In Opperdoes volg ik nu ook catechisatielessen. In overleg met de dominee doe ik mee met de belijdeniscatechisanten. Ik merk dat ik een grote achterstand heb. Ik moet nog veel leren.”
En de regeltjes?
„Daar kijk ik nu heel anders tegen aan. Ik ervaar niet eens regeltjes meer. Niets móét. Ik sta achter mijn keuzes en ik wil nu ook zo leven. Seks voor het huwelijk hoeft van mij bijvoorbeeld niet meer.”
Zou je weer terug willen naar je oude leventje?
„Nee, nooit. In de wereld vond ik het geluk niet. Het is er leeg en zondig. De dingen die ik gedaan heb, zijn verkeerd. Ik kan ze voor God niet verantwoorden. Wat ik nu ook inzie: het zich afzetten tegen regels in de kerk is eigenlijk onzin. De wereld heeft namelijk net zo goed zijn regeltjes. Bijvoorbeeld dat je ten minste twee keer per week ‘moet’ stappen.”
Wat zou je zeggen tegen jongeren die afscheid van de kerk willen nemen?
„Vergeet God en de Bijbel niet. Dat heb ik wel gedaan. En daar heb ik nu nog veel spijt van. En al lijkt het alsof je je gelukkig voelt, ik besefte pas later wat ik tekortgekomen ben. Het geluk van de wereld is niet wezenlijk. Je hebt er nooit genoeg van en moet het telkens opnieuw ervaren. Wees ook blij dat je naar de kerk mág gaan. En als je –in tegenstelling tot mij– wel vrienden hebt uit de kerk, zoek met je vragen steun bij elkaar.”

* Getoonde gegevens:
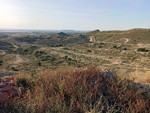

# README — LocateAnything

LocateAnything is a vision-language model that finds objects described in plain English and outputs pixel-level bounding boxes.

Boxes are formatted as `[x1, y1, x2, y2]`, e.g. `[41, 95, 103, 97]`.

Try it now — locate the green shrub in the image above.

* Opdrachten:
a - Beantwoord deze vragen over het interview:
(i) In welke plaats volgt de geïnterviewde nu catechisatielessen?
(ii) Hoe vaak per week "moet" je volgens de geïnterviewde in de wereld stappen?
(iii) Waarvan heeft de geïnterviewde nu nog veel spijt?
b - Bewerk een deel van het interview: geef het opnieuw, beginnend bij "In Opperdoes volg" en eindigend bij "kerk willen nemen?", en vervang daarin "regeltjes" door "voorschriften".
c - Noem alsjeblieft alle vragen die de interviewer in het interview stelt.
De lijst staat los van het interview.

* Antwoorden:
a -
(i) In Opperdoes.
(ii) Ten minste twee keer per week.
(iii) Van het vergeten van God en de Bijbel.

b -
In Opperdoes volg ik nu ook catechisatielessen. In overleg met de dominee doe ik mee met de belijdeniscatechisanten. Ik merk dat ik een grote achterstand heb. Ik moet nog veel leren.”
En de voorschriften?
„Daar kijk ik nu heel anders tegen aan. Ik ervaar niet eens voorschriften meer. Niets móét. Ik sta achter mijn keuzes en ik wil nu ook zo leven. Seks voor het huwelijk hoeft van mij bijvoorbeeld niet meer.”
Zou je weer terug willen naar je oude leventje?
„Nee, nooit. In de wereld vond ik het geluk niet. Het is er leeg en zondig. De dingen die ik gedaan heb, zijn verkeerd. Ik kan ze voor God niet verantwoorden. Wat ik nu ook inzie: het zich afzetten tegen regels in de kerk is eigenlijk onzin. De wereld heeft namelijk net zo goed zijn voorschriften. Bijvoorbeeld dat je ten minste twee keer per week ‘moet’ stappen.”
Wat zou je zeggen tegen jongeren die afscheid van de kerk willen nemen?

c -
- En de regeltjes?
- Zou je weer terug willen naar je oude leventje?
- Wat zou je zeggen tegen jongeren die afscheid van de kerk willen nemen?